**EXERCISE**
Write out the whole bread forum thread below, word for word and unchanged.

**TEXT EXCERPT**

++++++++++

I'm inclined to think that's more to do with shaping. Apart from a few large air bubbles the rest looks amazing. 

Solano's picture
Solano

Maybe "coil shaping" is not the best strategy! hahaha

hreik's picture
hreik

loaf of bread.  Really. would love a slice just now.  With butter and cheese.

hester

Solano's picture
Solano

butter and cheese are my favorite choice with bread!

pmccool's picture
pmccool

The areas surrounding the large bubbles are well-aerated themselves.  Very much what I want to see in a bread, as a matter of fact.  The three or four very large bubbles may not have been deflated during degassing or shaping after the bulk ferment.  

Considering that you are baking with some lower-protein flours, I'd say that you have achieved very good results.

++++++++++

**DATA UNDER STUDY**

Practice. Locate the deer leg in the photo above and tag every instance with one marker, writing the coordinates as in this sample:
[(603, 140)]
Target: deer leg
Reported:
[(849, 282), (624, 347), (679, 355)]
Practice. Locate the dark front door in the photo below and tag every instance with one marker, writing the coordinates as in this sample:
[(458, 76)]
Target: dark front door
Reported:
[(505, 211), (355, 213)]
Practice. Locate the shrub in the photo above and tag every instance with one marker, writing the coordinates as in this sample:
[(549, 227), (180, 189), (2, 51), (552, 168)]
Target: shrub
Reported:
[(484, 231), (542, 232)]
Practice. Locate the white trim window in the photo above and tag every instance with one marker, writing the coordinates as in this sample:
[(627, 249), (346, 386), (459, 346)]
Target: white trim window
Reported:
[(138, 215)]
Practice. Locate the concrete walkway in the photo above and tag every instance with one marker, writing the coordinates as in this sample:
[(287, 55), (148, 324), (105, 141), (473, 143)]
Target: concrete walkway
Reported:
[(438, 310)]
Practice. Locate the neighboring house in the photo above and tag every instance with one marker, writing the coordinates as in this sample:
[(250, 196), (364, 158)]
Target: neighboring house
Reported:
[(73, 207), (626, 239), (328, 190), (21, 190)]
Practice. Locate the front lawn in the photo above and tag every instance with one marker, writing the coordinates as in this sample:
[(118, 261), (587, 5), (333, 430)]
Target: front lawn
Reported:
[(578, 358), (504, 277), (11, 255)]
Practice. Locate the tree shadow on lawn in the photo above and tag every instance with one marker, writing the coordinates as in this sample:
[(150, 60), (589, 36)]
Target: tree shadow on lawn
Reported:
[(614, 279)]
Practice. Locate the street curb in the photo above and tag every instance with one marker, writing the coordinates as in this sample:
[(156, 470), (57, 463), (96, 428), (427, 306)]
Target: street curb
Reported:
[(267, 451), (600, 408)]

++++++++++

**SOLUTION BELOW**
I'm inclined to think that's more to do with shaping. Apart from a few large air bubbles the rest looks amazing. 

Solano's picture
Solano

Maybe "coil shaping" is not the best strategy! hahaha

hreik's picture
hreik

loaf of bread.  Really. would love a slice just now.  With butter and cheese.

hester

Solano's picture
Solano

butter and cheese are my favorite choice with bread!

pmccool's picture
pmccool

The areas surrounding the large bubbles are well-aerated themselves.  Very much what I want to see in a bread, as a matter of fact.  The three or four very large bubbles may not have been deflated during degassing or shaping after the bulk ferment.  

Considering that you are baking with some lower-protein flours, I'd say that you have achieved very good results.